Exercise inputs.
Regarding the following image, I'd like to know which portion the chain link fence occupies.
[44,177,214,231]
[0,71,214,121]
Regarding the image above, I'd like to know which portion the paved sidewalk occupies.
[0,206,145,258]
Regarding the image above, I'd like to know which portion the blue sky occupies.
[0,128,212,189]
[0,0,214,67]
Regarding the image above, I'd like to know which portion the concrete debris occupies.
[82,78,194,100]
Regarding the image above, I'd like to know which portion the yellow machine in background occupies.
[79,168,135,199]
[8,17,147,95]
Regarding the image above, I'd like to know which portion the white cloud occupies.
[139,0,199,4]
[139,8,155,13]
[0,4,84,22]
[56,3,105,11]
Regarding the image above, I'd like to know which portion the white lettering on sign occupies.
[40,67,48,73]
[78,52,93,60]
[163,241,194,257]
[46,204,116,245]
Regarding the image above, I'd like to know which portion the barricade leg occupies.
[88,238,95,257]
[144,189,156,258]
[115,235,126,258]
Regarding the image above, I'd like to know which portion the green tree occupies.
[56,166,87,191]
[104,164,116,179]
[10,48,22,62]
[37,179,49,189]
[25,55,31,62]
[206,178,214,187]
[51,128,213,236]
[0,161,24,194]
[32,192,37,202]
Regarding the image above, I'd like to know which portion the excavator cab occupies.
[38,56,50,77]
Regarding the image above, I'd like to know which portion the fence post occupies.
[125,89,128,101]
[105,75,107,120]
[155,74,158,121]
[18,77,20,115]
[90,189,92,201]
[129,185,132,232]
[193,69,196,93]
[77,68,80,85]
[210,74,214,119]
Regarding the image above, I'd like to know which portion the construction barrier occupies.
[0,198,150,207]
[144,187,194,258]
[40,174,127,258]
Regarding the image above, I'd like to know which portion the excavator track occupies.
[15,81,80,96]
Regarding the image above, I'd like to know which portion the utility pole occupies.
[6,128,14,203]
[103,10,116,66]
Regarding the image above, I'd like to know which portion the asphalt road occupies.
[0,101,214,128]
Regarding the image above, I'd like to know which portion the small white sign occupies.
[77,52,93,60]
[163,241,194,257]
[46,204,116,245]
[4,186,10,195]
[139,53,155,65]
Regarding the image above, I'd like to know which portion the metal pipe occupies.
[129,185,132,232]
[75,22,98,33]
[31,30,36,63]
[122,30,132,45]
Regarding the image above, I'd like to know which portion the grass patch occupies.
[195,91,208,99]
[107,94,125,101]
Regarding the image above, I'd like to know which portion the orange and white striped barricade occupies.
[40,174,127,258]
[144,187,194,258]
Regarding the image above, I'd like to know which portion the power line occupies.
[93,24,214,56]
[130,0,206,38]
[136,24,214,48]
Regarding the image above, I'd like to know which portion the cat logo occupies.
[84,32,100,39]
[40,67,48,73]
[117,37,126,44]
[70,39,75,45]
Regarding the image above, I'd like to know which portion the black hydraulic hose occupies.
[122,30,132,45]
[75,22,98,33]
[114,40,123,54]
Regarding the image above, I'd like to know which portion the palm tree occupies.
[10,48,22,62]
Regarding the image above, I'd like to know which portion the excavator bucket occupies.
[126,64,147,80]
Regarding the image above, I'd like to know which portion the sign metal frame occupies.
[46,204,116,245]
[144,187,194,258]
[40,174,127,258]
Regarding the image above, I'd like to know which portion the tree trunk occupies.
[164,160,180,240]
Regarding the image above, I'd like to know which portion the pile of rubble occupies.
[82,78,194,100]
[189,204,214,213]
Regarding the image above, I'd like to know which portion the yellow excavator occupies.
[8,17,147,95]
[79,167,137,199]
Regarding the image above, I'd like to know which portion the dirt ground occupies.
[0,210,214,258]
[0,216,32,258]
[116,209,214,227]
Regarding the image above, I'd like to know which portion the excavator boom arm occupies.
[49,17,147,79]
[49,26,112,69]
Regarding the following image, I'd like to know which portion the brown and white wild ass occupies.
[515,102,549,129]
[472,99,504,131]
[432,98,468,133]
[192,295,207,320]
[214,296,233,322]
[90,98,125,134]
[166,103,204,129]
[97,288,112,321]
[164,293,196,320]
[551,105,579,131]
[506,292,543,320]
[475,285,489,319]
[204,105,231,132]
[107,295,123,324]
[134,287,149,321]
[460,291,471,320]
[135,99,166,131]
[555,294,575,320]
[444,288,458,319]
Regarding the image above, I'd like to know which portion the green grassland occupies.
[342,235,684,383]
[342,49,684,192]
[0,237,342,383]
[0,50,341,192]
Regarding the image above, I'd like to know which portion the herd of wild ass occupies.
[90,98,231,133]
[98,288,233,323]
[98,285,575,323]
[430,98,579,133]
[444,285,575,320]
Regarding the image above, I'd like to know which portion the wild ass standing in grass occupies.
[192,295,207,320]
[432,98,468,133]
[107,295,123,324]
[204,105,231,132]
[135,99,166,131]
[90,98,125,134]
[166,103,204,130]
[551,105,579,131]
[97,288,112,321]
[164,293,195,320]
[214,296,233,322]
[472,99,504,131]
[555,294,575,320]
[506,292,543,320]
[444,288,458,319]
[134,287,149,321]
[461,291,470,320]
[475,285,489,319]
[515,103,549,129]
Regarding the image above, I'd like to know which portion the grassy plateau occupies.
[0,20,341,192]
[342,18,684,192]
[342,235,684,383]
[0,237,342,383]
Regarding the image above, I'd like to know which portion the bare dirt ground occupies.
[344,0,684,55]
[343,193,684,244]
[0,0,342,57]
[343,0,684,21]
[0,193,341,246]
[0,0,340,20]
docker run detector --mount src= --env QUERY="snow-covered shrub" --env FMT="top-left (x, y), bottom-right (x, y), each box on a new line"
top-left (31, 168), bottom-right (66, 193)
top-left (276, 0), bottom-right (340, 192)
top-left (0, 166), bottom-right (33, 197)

Work required. Show each line above that contains the string "metal". Case counts.

Reply.
Regarding the image above, I'd like to know which portion the metal pipe occupies.
Regarding the image above, I'd like to know which portion the sign metal frame occupies.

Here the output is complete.